[Collected data]
*****

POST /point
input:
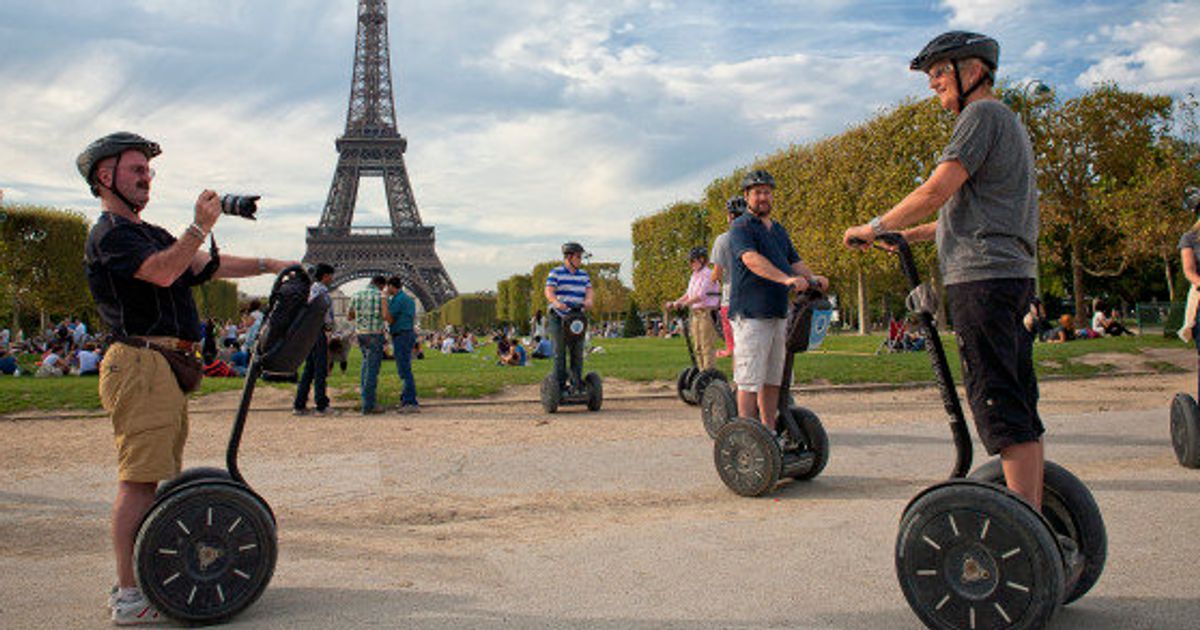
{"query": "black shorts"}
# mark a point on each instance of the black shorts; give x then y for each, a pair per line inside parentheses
(997, 359)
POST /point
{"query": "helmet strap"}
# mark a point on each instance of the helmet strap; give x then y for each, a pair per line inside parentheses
(113, 189)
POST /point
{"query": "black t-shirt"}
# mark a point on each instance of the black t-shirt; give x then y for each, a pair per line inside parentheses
(117, 247)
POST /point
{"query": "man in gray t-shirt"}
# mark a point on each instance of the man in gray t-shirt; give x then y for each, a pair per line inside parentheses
(723, 265)
(984, 193)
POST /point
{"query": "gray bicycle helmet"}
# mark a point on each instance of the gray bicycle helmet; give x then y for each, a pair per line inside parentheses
(757, 178)
(736, 205)
(954, 46)
(112, 145)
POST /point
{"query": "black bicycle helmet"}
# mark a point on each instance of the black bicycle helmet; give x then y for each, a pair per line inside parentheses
(1192, 199)
(736, 205)
(954, 46)
(757, 178)
(112, 145)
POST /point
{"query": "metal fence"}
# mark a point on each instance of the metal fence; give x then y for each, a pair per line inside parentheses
(1165, 317)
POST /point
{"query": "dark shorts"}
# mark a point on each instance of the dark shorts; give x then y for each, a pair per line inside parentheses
(997, 359)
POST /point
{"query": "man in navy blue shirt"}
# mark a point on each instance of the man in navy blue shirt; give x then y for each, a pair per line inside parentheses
(766, 269)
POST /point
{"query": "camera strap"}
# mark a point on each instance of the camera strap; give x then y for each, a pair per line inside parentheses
(214, 263)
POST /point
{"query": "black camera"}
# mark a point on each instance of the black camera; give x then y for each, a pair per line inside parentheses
(244, 205)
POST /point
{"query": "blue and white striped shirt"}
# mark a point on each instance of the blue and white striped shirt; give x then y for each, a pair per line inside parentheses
(570, 288)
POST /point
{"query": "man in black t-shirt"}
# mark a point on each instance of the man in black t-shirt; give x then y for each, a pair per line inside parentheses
(141, 277)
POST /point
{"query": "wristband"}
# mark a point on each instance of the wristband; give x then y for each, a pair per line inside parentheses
(196, 231)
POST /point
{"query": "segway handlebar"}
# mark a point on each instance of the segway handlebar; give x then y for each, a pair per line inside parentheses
(899, 245)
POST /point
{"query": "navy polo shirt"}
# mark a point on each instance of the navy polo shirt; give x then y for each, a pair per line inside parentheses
(754, 297)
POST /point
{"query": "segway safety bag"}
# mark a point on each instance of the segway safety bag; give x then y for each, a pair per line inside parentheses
(809, 323)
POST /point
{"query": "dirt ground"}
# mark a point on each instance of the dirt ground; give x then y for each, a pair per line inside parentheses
(493, 514)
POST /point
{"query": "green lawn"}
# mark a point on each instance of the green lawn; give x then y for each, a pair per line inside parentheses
(844, 359)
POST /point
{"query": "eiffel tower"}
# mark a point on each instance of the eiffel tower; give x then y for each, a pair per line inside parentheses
(371, 147)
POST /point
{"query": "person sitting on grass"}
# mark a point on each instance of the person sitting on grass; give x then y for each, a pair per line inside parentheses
(89, 360)
(1065, 331)
(53, 364)
(510, 352)
(1104, 324)
(7, 363)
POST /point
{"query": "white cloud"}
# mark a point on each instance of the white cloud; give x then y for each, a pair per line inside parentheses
(1159, 53)
(983, 15)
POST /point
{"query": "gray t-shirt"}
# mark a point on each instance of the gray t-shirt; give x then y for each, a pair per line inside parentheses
(724, 258)
(1191, 240)
(989, 228)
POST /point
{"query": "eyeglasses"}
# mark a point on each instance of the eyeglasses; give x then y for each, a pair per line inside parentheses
(940, 71)
(143, 172)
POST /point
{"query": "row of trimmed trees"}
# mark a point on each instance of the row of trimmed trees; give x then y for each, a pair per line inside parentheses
(42, 277)
(1113, 168)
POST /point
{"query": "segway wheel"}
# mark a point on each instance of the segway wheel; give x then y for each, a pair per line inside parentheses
(594, 388)
(972, 555)
(187, 477)
(703, 379)
(817, 442)
(718, 407)
(1072, 511)
(683, 385)
(205, 552)
(550, 394)
(748, 457)
(1186, 430)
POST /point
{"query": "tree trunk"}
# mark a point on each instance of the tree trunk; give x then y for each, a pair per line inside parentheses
(862, 301)
(1077, 281)
(1170, 281)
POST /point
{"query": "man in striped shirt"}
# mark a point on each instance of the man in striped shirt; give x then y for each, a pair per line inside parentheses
(371, 318)
(567, 287)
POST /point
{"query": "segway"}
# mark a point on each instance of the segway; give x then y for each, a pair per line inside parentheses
(971, 553)
(591, 390)
(1186, 430)
(693, 381)
(207, 547)
(750, 459)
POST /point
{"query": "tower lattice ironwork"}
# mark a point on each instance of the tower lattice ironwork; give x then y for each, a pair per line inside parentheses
(372, 147)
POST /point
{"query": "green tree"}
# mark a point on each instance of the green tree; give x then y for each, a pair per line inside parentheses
(1095, 147)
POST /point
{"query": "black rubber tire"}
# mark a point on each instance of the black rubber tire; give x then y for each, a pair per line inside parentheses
(976, 556)
(683, 385)
(169, 555)
(187, 477)
(748, 457)
(703, 379)
(718, 407)
(817, 441)
(1072, 511)
(594, 387)
(1186, 430)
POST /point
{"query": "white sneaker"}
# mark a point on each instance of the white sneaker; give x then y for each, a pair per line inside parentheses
(135, 610)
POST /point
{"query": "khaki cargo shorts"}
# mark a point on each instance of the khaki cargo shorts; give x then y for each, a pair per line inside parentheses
(149, 413)
(761, 352)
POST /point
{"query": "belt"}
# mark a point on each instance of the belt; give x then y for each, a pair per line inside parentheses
(173, 343)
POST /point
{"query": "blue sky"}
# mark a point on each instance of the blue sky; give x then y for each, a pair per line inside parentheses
(528, 123)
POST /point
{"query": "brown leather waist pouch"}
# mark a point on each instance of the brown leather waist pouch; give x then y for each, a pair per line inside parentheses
(187, 369)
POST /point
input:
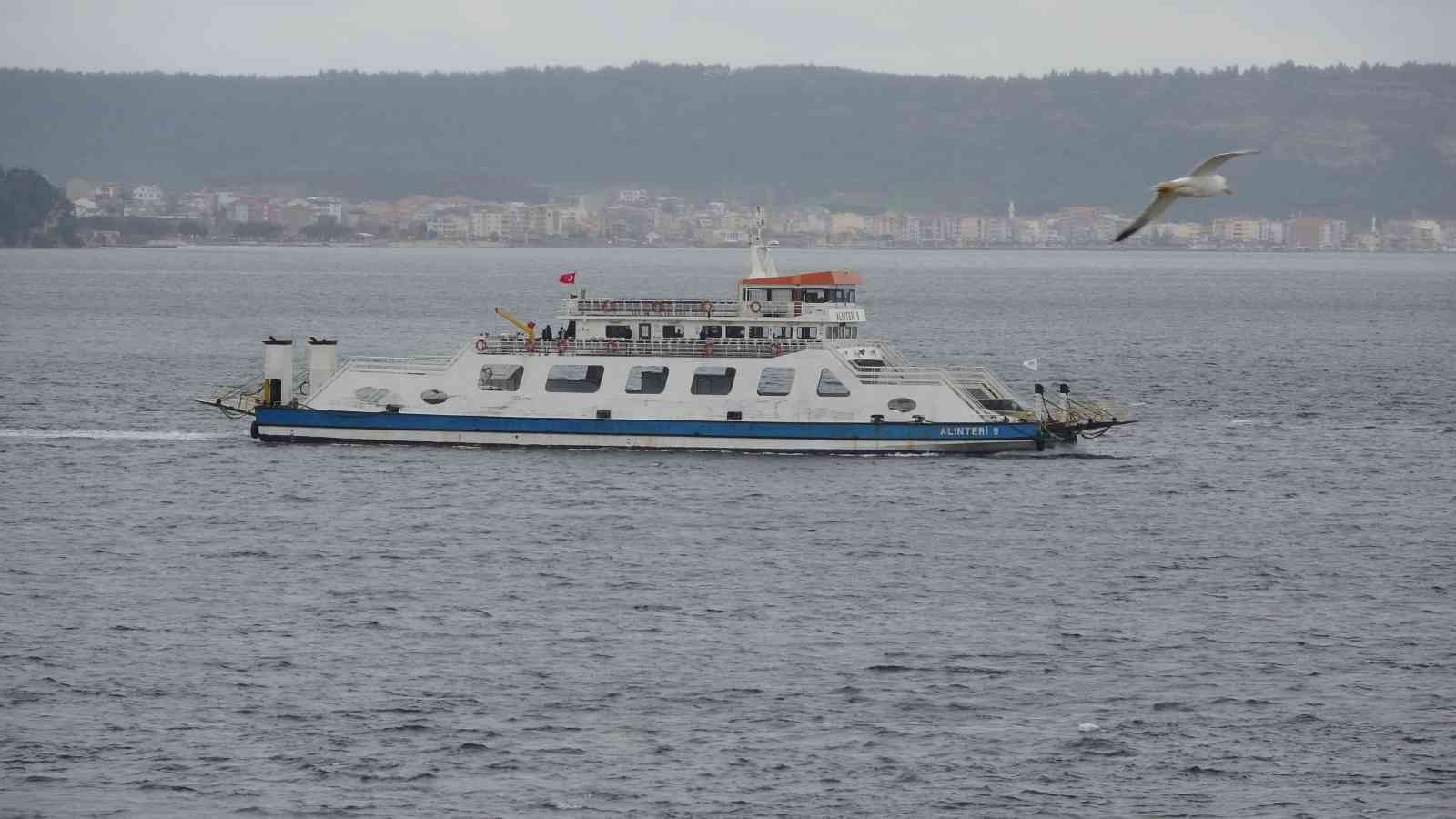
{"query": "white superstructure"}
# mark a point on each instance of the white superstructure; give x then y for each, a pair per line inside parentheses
(783, 366)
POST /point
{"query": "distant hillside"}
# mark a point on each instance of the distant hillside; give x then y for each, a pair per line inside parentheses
(1356, 140)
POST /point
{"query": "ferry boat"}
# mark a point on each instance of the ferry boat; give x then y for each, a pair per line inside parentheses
(779, 368)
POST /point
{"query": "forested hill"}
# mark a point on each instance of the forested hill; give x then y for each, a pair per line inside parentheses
(1363, 140)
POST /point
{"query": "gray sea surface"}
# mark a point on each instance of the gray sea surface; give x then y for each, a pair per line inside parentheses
(1238, 606)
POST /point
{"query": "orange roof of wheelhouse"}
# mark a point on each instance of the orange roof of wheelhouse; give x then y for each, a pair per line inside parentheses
(815, 278)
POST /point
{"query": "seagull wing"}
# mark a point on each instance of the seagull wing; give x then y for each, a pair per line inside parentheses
(1213, 162)
(1159, 205)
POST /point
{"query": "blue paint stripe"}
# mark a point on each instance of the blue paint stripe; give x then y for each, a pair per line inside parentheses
(339, 420)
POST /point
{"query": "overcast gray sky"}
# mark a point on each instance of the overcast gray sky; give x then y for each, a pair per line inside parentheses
(935, 36)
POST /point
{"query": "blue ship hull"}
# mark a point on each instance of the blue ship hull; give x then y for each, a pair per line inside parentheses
(291, 424)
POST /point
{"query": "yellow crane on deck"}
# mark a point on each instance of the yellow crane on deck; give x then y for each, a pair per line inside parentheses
(529, 329)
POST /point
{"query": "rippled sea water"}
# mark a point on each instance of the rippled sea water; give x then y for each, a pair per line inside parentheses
(1239, 606)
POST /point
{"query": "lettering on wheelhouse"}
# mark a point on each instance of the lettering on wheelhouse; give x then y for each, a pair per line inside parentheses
(977, 431)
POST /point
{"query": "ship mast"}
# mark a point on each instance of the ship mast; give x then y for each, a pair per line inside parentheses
(761, 264)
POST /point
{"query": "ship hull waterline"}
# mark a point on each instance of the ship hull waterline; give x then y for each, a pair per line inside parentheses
(324, 426)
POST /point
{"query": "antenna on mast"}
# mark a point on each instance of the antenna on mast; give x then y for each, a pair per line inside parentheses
(761, 261)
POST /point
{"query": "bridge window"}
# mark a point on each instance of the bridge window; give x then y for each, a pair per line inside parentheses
(775, 380)
(501, 376)
(647, 380)
(713, 380)
(830, 387)
(574, 378)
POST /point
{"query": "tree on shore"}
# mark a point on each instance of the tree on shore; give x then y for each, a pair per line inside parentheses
(34, 212)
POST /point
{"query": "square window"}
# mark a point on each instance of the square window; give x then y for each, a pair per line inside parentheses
(830, 387)
(647, 380)
(574, 378)
(775, 380)
(501, 376)
(713, 380)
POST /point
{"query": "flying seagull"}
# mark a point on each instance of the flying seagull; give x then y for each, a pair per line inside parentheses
(1203, 182)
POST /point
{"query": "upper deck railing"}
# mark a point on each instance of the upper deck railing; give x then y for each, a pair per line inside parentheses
(669, 347)
(652, 308)
(693, 308)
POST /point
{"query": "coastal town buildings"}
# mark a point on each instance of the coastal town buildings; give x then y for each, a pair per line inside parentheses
(640, 216)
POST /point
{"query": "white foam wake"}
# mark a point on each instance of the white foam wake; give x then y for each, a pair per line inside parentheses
(108, 435)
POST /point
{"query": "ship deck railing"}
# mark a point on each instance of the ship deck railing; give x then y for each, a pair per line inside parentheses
(676, 308)
(666, 347)
(424, 363)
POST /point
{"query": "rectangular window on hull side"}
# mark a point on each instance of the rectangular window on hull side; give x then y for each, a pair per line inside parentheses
(775, 380)
(647, 380)
(713, 380)
(574, 378)
(501, 376)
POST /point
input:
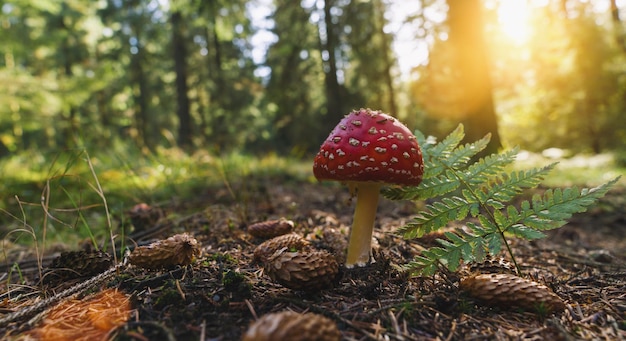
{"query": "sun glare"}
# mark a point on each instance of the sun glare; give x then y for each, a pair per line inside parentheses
(513, 20)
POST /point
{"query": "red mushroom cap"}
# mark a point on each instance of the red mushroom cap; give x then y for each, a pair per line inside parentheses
(370, 145)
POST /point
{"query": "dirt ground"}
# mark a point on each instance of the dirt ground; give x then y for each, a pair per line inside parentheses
(222, 291)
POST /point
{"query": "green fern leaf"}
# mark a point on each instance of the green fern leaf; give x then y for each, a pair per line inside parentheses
(489, 166)
(459, 157)
(483, 189)
(523, 231)
(429, 188)
(436, 216)
(505, 187)
(427, 263)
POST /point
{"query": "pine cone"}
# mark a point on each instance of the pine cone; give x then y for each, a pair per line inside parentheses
(179, 249)
(291, 241)
(292, 326)
(302, 270)
(271, 228)
(511, 291)
(491, 265)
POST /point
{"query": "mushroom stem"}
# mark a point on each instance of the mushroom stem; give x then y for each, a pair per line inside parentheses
(360, 243)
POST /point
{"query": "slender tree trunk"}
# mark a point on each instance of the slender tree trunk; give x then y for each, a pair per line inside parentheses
(391, 100)
(180, 67)
(466, 34)
(618, 27)
(334, 108)
(140, 98)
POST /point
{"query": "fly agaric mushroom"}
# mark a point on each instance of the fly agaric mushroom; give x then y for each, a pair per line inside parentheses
(366, 150)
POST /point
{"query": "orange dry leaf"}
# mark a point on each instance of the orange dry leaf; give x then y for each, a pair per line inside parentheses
(91, 318)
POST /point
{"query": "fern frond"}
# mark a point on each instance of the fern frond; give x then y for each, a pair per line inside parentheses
(489, 166)
(428, 263)
(483, 189)
(436, 216)
(459, 157)
(558, 205)
(429, 188)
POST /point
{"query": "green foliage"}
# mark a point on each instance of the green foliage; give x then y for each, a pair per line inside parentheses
(483, 190)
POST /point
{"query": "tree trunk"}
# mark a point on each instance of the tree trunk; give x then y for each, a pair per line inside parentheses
(334, 108)
(618, 28)
(466, 34)
(391, 100)
(140, 98)
(180, 67)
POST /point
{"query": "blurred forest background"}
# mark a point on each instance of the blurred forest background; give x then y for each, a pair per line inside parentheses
(263, 75)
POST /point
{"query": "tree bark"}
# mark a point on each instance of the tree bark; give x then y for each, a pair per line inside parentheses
(334, 108)
(180, 67)
(466, 34)
(391, 100)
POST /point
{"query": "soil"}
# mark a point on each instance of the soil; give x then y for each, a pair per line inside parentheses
(223, 291)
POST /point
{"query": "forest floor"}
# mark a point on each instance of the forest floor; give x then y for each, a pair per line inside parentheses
(222, 291)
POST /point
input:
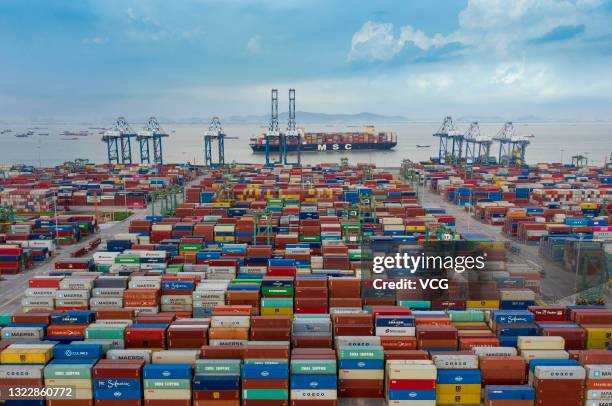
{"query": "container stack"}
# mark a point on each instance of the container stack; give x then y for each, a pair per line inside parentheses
(510, 324)
(598, 384)
(515, 395)
(542, 347)
(265, 381)
(396, 331)
(270, 328)
(217, 382)
(167, 383)
(229, 329)
(313, 377)
(11, 259)
(562, 385)
(208, 294)
(361, 371)
(434, 337)
(15, 376)
(118, 380)
(151, 336)
(75, 374)
(311, 295)
(410, 382)
(311, 332)
(459, 379)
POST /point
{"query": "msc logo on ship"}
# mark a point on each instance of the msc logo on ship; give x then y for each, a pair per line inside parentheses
(334, 147)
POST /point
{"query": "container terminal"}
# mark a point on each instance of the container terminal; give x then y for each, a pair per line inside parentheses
(249, 284)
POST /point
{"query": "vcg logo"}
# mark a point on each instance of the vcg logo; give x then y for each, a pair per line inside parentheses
(335, 147)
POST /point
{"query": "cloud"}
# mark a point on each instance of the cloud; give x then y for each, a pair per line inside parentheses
(191, 34)
(377, 41)
(487, 28)
(560, 33)
(95, 41)
(254, 44)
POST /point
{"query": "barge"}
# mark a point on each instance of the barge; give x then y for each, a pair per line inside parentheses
(368, 139)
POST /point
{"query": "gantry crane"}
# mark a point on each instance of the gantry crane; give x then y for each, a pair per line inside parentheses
(448, 133)
(216, 134)
(118, 142)
(477, 146)
(511, 146)
(273, 132)
(152, 132)
(291, 136)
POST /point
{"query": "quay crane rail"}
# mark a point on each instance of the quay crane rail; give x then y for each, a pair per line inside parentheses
(118, 142)
(273, 131)
(511, 146)
(151, 132)
(448, 134)
(477, 146)
(215, 135)
(291, 132)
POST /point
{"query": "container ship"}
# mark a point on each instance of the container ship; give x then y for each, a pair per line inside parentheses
(369, 139)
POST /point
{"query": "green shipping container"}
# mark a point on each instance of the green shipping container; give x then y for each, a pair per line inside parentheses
(265, 394)
(466, 315)
(218, 366)
(350, 352)
(416, 304)
(5, 319)
(127, 259)
(167, 383)
(271, 291)
(105, 332)
(312, 366)
(68, 371)
(276, 302)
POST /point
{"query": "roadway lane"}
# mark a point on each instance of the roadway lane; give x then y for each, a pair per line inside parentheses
(557, 283)
(12, 287)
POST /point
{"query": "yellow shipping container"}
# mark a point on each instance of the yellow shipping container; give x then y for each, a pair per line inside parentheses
(597, 337)
(26, 356)
(488, 304)
(75, 383)
(415, 228)
(452, 399)
(452, 389)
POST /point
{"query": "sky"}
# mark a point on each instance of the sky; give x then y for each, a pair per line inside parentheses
(422, 59)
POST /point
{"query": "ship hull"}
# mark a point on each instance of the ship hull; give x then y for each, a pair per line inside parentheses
(328, 147)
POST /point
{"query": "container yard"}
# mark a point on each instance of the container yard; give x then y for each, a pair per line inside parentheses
(256, 286)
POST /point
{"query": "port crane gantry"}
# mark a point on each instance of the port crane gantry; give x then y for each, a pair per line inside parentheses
(273, 132)
(511, 146)
(152, 132)
(447, 133)
(118, 142)
(216, 134)
(291, 134)
(477, 146)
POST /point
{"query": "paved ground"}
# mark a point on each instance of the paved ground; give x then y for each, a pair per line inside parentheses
(12, 287)
(557, 283)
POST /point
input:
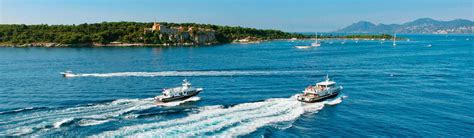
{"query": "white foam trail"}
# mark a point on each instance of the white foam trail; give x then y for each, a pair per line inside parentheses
(238, 120)
(335, 101)
(93, 122)
(16, 125)
(59, 123)
(176, 103)
(190, 73)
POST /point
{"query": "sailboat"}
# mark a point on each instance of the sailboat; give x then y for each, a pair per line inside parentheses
(394, 40)
(316, 43)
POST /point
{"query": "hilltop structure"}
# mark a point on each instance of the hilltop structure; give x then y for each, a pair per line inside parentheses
(183, 33)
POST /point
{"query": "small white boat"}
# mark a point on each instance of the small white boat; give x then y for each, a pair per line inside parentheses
(178, 93)
(303, 47)
(323, 90)
(67, 74)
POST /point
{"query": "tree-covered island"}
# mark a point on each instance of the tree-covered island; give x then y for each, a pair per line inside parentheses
(139, 34)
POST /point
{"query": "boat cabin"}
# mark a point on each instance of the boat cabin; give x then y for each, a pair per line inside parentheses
(325, 84)
(178, 91)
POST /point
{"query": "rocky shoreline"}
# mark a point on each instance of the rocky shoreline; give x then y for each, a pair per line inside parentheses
(100, 45)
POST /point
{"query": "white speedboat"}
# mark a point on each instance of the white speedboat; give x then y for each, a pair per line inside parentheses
(178, 93)
(303, 47)
(67, 74)
(321, 91)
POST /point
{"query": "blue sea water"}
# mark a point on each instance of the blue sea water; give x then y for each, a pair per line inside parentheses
(407, 90)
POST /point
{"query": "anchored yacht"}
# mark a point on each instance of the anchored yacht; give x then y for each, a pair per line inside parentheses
(178, 93)
(321, 91)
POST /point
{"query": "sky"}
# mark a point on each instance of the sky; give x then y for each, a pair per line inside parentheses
(286, 15)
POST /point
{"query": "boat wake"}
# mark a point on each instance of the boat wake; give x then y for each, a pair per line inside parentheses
(36, 121)
(237, 120)
(220, 120)
(191, 73)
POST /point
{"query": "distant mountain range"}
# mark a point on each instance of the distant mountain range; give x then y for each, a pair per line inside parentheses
(420, 26)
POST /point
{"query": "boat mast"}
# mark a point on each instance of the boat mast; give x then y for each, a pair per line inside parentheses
(394, 39)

*****

WRITTEN EXERCISE
Show every line of the entries above that contains the word "glare", with uppercase and lowercase letters treated as different.

RESPONSE
{"query": "sun glare"}
# mark a point on each instance of the sun glare; give x then y for each, a pair per line inside parentheses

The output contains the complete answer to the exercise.